YOUR OBJECTIVE:
Update the records by replacing "damselfly head" with "dragonfly head" everywhere it appears, keeping everything else unchanged, and leave the pictures out of your answer.

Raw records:
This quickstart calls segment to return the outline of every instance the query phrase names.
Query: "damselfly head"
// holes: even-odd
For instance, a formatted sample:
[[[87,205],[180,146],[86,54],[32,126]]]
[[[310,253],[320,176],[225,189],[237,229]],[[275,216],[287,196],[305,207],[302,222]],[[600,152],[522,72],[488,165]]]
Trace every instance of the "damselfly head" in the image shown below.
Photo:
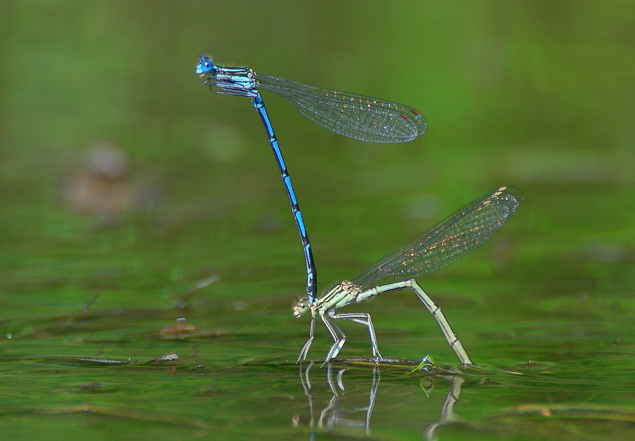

THE OUTPUT:
This quickstart calls segment to return the outline of every instance the query phrase names.
Query: "dragonfly head"
// holes: even-odd
For instance, a formatted sample:
[[[87,205],[180,146],[86,54],[32,126]]]
[[[310,253],[320,176],[225,189],[237,229]],[[275,216],[287,196],[305,207],[302,222]],[[600,152],[522,72],[488,165]]]
Trace every instance of the "dragonfly head" in the image shown below.
Photo:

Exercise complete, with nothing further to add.